抜粋

実写映画化やスピンオフなどの派生作品についての私見

最近の私は、「漫画原作の実写映画」をさらに小説に書き直す、という仕事を連続でやっているわけですが、この「漫画の実写映画化」っていろいろ炎上しがちですよね。

だいたいにおいて「原作からの改変」がまずやり玉に上がり、「原作レイプ」とか「金儲け」とか言われるわけですが、その辺の話を最近いろいろと考えております。だいぶ前に、私と同じように映画や漫画のノベライズをよくされてる作家さんとも話をしたのですが、そのメモ的な意味で、あるいは自分の立ち位置や考え方の表明として、ちょっとまとめておこうかなと思います。

すごい長文なので以下は畳みます。読む人は覚悟してどうぞ。

○二次元に感情移入出来るのは「特殊技能」である

あのですね、まず前提として、世の中には「文章や絵には全く感情移入出来ない」という人たちがかなりの割合で存在するんですよ。っていうか、むしろそっちが多数派かもしれないんですよ。

漫画とか小説とかでどんなに感動的な台詞や展開を読んでも、それを自分の生きているこの世界と地続きの話としてとらえられない、「だって絵だし文字だし」みたいな人はかなりいるんです。絵は絵だし、文字は文字であって、それで描かれていても「作り話」だなーとしか感じられない

殆ど同じ内容で同じ台詞であっても、生身の人間が口にして初めて「本当だ」と感じられる人は絶対にいる。それもすごくたくさんいるのです。

データ行
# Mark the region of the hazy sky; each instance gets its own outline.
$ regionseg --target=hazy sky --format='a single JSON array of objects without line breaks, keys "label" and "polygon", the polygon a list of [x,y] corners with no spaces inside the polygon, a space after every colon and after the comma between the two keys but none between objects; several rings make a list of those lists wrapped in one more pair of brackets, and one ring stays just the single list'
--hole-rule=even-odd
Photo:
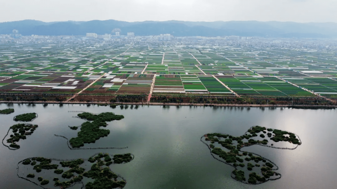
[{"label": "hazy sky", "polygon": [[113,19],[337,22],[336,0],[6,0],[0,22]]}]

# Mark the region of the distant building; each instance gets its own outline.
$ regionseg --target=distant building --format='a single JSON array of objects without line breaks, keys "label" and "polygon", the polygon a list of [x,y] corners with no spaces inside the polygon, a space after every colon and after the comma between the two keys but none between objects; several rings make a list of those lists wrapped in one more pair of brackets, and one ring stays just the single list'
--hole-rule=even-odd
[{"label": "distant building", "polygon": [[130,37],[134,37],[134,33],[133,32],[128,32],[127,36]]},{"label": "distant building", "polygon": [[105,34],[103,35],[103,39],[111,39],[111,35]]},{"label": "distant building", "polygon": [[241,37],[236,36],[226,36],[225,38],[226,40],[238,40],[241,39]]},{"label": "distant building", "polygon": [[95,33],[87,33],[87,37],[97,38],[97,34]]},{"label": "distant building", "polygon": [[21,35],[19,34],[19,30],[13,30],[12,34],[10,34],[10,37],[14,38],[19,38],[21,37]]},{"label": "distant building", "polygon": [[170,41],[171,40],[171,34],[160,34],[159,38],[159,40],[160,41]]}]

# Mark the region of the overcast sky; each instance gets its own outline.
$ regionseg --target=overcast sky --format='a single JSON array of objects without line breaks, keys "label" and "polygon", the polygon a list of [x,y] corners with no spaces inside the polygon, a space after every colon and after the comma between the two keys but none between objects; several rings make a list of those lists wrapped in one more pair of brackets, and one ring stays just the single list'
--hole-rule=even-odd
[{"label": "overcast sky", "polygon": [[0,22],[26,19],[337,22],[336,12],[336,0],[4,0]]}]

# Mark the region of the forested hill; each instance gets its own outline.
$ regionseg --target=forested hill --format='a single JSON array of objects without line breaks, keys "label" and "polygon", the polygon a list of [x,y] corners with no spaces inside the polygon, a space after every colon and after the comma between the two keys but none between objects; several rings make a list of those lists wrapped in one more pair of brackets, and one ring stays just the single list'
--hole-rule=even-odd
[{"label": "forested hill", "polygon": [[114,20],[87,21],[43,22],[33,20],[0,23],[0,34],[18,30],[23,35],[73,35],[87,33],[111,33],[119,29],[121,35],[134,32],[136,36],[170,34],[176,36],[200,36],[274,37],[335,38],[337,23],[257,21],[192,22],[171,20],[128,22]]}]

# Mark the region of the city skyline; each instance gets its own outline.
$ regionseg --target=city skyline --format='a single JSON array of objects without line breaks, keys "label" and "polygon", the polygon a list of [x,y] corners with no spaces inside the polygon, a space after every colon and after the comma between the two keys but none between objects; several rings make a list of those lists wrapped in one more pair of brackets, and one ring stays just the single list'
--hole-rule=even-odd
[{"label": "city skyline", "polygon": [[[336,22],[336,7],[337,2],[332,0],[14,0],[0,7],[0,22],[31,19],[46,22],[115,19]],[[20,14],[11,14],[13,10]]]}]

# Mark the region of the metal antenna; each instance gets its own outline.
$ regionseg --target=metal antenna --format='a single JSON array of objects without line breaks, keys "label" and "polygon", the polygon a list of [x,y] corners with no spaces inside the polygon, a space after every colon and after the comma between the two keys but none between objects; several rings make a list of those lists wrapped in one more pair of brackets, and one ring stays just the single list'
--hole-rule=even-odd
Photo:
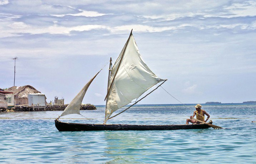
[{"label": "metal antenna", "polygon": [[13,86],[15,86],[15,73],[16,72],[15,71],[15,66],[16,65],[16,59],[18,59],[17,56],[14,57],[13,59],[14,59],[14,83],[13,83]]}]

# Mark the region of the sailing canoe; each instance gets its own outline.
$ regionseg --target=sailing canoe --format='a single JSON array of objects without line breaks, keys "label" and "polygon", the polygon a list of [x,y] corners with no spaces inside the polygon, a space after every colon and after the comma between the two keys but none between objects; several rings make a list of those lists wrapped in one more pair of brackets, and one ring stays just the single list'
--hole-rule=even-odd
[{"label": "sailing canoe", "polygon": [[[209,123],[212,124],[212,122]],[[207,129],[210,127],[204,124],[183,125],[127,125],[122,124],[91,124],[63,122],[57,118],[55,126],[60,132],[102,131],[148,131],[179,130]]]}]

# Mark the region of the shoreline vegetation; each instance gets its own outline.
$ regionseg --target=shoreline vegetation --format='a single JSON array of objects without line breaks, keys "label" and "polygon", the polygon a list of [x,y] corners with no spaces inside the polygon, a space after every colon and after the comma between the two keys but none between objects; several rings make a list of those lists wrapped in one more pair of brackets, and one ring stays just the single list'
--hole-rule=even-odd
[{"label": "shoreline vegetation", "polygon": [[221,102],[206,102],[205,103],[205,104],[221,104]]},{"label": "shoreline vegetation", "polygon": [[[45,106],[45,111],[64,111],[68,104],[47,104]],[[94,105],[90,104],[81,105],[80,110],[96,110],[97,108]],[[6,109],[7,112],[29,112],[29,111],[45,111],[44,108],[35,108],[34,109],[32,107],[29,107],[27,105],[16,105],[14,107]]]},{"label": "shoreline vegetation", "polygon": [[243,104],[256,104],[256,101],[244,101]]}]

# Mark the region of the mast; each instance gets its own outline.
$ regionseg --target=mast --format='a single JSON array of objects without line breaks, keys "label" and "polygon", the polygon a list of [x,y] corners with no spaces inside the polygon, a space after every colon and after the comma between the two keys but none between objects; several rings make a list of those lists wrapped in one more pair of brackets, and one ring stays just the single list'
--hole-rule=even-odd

課題
抜粋のうち「だいたいにおいて」で始まる段落を、主な内容を残したまま箇条書きに書き直してください。

解答
- だいたいにおいて、まず「原作からの改変」がやり玉に上がり、「原作レイプ」「金儲け」などと言われる。
- 筆者は最近、その辺の話をいろいろと考えている。
- だいぶ前に、筆者と同じく映画や漫画のノベライズをよく手がける作家とも話をした。
- そのメモとして、また自分の立ち位置や考え方の表明として、まとめておこうと思っている。